__PASSAGE TO READ__
┌──
Roy said in a statement sent to AFP that she was “shocked and disgusted” by Wenders’s response to a question about the Palestinian territory at a press conference on Thursday.
Roy, whose novel “The God of Small Things” won the 1997 Booker Prize, had been announced as a festival guest to present a restored version of the 1989 film “In Which Annie Gives It Those Ones,” in which she starred and wrote the screenplay.
However, she said that the “unconscionable” statements by Wenders and other jury members had led her to reconsider, “with deep regret.”
When asked about Germany’s support for Israel at a press conference on Thursday, Wenders said: “We cannot really enter the field of politics,” describing filmmakers as “the counterweight to politics.”
Fellow jury member Ewa Puszczynska said it was a “little bit unfair” to expect the jury to take a direct stance on the issue.
Roy said in her statement that “to hear them say that art should not be political is jaw-dropping.”
She described Israel’s actions in Gaza as “a genocide of the Palestinian people by the State of Israel.”
“If the greatest film makers and artists of our time cannot stand up and say so, they should know that history will judge them,” she said.
Roy is one of India’s most famous living authors and is a trenchant critic of Prime Minister Narendra Modi’s government, as well as a firm supporter of the Palestinian cause.

Shying away from politics

The Berlinale traditionally has a reputation for topical, progressive programming, but so far this year’s edition has seen several stars shy away from taking a stance on the big political issues of the day.
US actor Neil Patrick Harris, who stars in the film “Sunny Dancer” being shown in the festival’s Generation section, was asked on Friday if he considered his art to be political and if it could help “fight the rise of fascism.”
He replied that he was “interested in doing things that are apolitical” and which could help people find connection in our “strangely algorithmic and divided world.”
This year’s Honorary Golden Bear recipient, Malaysian actor Michelle Yeoh, also demurred when asked to comment on US politics in a press conference on Friday, saying she “cannot presume to say I understand” the situation there.
This isn’t the first edition of the festival to run into controversy over the Gaza war.
In 2024 the festival’s documentary award went to “No Other Land,” a portrayal of the dispossession of Palestinian communities in the Israeli-occupied West Bank.
German government officials criticized “one-sided” remarks about Gaza by the directors of that film and others at that year’s awards ceremony.
The war in Gaza was sparked by Hamas’s October 7, 2023 attack on Israel, which resulted in the deaths of 1,221 people, according to an AFP tally based on official Israeli figures.
Israel’s retaliation has left at least 71,000 people dead in Gaza, according to the health ministry in the Hamas-run territory, whose figures the UN considers reliable.
└──
__AIM__
In the passage on the Berlinale and the Gaza controversy, which film had Roy been announced to present at the festival?

__PROVIDED RECORDS__
┌──
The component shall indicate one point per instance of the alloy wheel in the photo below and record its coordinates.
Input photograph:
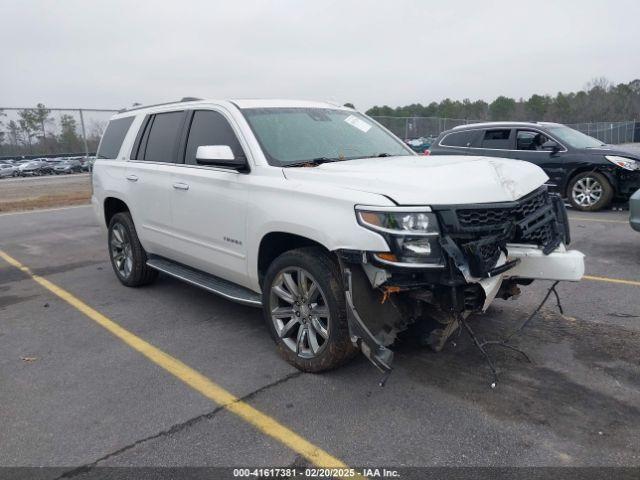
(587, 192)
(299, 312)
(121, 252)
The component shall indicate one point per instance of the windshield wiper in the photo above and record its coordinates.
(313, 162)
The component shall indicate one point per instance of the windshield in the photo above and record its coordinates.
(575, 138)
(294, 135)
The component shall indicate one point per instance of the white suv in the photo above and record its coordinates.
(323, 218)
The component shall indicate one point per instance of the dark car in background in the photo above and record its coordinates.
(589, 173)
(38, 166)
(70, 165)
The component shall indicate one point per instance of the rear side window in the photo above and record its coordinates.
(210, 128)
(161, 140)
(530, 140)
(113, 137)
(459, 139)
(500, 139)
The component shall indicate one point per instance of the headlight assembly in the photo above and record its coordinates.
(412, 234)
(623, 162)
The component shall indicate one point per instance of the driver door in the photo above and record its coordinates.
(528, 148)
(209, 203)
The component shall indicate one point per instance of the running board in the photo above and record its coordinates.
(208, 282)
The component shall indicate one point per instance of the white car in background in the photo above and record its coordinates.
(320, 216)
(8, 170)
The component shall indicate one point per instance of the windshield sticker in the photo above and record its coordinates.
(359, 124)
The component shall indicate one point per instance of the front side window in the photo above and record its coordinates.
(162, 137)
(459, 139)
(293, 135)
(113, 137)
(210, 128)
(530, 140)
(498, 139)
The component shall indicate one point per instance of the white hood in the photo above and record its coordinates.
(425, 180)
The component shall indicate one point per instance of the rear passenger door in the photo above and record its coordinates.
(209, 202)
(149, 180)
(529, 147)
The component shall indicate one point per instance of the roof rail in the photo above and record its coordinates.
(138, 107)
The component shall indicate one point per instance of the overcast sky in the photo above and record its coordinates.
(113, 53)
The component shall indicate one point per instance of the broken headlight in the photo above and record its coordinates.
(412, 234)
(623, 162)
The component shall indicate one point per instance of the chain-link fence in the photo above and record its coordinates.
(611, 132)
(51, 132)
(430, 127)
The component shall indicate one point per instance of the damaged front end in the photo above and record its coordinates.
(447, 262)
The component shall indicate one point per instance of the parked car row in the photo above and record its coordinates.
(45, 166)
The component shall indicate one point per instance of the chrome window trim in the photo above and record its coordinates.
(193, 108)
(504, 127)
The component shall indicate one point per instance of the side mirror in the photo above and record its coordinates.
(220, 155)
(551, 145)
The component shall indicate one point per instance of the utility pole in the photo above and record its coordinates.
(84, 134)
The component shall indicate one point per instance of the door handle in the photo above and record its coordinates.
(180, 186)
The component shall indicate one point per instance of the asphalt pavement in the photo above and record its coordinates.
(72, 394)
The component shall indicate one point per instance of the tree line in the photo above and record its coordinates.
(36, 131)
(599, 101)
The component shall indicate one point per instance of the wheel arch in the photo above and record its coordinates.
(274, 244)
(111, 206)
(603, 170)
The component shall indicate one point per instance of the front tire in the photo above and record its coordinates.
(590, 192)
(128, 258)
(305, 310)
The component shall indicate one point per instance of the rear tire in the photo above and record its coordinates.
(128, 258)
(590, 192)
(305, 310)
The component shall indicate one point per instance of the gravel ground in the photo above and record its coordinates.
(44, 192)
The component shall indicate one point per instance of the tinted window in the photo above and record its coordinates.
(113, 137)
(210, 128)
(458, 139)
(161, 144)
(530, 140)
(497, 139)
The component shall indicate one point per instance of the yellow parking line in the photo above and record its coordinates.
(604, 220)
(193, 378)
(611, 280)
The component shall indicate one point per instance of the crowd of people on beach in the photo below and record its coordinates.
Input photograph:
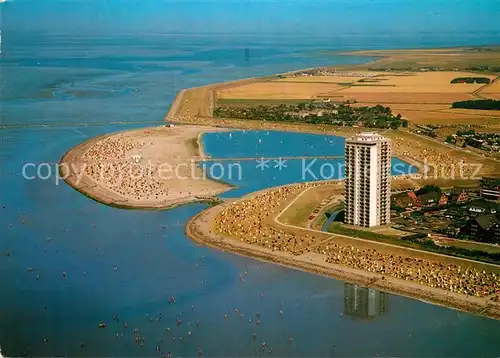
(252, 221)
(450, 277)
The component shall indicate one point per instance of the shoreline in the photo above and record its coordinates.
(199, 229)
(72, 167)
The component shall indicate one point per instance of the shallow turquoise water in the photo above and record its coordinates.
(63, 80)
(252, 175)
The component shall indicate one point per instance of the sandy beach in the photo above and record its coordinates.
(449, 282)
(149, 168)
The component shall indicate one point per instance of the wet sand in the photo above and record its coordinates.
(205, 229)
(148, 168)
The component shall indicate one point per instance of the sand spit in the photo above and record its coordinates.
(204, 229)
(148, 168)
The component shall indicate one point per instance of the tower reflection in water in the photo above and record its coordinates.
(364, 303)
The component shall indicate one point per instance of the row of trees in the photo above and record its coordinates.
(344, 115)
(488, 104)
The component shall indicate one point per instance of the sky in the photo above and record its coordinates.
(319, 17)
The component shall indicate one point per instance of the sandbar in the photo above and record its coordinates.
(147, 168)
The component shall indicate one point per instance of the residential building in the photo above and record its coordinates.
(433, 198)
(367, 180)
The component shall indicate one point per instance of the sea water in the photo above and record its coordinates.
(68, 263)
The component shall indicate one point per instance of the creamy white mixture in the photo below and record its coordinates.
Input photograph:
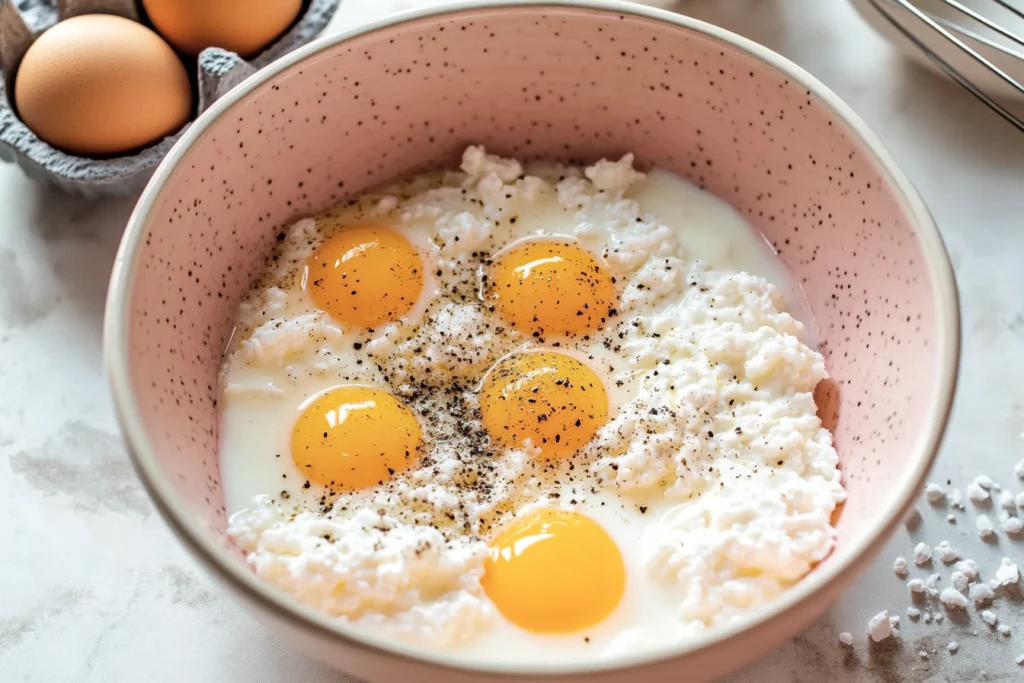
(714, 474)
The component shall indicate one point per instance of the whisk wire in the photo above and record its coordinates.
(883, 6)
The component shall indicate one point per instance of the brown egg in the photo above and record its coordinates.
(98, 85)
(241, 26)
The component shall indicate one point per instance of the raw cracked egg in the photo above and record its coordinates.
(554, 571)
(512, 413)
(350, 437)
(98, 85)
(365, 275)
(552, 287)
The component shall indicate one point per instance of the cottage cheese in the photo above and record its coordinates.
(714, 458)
└──
┌──
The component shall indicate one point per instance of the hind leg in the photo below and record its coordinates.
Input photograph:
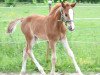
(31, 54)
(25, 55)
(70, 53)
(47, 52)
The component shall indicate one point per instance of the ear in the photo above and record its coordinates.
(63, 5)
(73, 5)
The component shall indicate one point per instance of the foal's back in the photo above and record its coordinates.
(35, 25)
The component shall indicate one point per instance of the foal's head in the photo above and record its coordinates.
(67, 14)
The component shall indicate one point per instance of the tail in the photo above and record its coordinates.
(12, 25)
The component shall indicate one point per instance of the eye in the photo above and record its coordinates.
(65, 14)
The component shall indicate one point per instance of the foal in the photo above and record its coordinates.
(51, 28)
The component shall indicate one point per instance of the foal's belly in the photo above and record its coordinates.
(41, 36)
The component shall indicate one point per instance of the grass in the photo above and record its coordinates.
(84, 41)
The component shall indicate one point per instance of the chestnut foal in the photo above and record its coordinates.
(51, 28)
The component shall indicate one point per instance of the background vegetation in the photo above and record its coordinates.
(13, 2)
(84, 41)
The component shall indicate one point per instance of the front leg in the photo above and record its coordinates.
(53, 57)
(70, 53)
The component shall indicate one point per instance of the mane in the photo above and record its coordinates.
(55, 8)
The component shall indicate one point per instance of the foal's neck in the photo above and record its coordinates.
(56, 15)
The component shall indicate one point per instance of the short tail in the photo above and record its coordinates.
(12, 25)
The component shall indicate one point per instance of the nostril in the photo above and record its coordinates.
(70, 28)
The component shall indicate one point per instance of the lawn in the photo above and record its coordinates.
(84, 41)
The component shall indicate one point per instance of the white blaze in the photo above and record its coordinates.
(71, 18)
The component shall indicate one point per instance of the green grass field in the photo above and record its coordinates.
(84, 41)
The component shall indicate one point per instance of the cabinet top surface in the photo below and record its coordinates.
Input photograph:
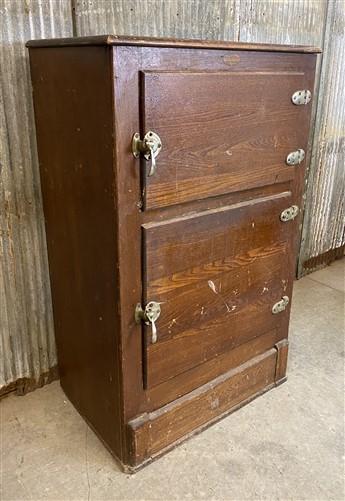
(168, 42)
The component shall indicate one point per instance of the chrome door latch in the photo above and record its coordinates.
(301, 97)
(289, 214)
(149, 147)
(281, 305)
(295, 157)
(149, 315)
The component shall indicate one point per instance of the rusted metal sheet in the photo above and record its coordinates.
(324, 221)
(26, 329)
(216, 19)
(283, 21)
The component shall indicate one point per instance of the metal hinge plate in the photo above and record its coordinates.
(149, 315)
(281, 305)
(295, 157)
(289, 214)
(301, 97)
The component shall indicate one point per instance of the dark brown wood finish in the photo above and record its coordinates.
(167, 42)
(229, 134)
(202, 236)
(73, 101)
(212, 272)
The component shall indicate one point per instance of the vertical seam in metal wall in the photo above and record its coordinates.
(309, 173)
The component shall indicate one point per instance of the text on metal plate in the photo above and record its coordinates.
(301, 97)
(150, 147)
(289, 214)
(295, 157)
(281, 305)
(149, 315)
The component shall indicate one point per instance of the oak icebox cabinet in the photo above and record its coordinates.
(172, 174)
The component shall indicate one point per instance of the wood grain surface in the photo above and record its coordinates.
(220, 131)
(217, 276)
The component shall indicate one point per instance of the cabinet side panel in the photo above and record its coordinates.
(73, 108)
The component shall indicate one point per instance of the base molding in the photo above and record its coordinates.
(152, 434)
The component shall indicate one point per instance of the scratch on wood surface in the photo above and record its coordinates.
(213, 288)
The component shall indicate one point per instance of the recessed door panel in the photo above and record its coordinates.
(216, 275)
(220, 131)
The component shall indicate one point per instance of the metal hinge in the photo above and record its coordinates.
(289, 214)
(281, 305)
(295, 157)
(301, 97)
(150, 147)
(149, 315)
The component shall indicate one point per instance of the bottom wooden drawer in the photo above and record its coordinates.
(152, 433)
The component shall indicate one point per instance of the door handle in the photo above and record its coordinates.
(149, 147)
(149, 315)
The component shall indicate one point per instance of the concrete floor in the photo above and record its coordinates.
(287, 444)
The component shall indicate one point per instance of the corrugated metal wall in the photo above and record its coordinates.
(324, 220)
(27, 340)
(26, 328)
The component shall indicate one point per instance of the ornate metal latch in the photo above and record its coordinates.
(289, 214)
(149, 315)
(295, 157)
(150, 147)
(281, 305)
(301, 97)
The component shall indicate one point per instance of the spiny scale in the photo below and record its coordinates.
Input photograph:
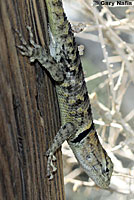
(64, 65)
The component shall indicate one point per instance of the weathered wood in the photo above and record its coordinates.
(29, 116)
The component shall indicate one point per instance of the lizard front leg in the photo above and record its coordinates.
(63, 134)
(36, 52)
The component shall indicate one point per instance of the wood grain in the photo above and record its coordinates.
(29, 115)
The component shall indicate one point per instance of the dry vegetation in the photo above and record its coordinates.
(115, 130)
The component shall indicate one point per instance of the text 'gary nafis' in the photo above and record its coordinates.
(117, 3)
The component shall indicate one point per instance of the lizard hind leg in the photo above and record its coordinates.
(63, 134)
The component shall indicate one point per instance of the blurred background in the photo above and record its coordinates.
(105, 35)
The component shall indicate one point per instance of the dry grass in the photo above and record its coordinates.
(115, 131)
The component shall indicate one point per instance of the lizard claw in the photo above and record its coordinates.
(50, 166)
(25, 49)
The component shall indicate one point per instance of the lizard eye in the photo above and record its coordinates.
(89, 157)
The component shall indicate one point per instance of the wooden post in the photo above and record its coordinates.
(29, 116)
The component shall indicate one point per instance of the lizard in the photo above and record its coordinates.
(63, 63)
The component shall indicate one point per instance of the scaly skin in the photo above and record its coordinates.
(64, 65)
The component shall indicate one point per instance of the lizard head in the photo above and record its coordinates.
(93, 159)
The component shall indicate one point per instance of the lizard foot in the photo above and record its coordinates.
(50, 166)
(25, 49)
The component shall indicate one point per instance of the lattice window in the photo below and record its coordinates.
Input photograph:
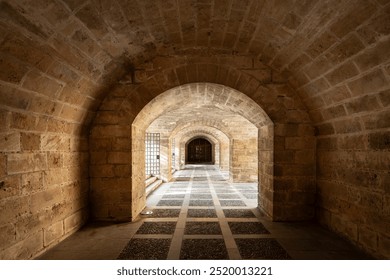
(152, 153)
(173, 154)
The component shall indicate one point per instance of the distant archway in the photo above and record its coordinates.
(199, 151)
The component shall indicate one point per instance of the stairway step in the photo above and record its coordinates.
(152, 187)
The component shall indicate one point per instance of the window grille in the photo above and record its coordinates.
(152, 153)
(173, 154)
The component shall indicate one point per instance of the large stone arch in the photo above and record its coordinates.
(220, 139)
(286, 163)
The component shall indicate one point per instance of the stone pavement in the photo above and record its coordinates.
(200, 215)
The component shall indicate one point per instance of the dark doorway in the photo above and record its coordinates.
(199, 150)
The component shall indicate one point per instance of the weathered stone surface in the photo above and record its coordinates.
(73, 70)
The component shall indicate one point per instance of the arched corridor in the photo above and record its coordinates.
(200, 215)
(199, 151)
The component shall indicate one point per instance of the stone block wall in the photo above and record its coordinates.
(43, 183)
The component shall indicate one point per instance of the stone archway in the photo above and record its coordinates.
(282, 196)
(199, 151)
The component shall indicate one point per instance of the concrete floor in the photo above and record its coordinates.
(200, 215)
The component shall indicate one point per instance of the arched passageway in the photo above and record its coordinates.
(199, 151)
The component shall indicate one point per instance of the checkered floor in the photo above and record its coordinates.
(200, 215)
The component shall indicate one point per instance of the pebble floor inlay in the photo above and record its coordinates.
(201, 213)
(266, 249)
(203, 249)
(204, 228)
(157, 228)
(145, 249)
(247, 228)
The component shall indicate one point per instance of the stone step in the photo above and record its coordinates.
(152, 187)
└──
__EXPECTED OUTPUT__
A restored version of the 1989 film "In Which Annie Gives It Those Ones."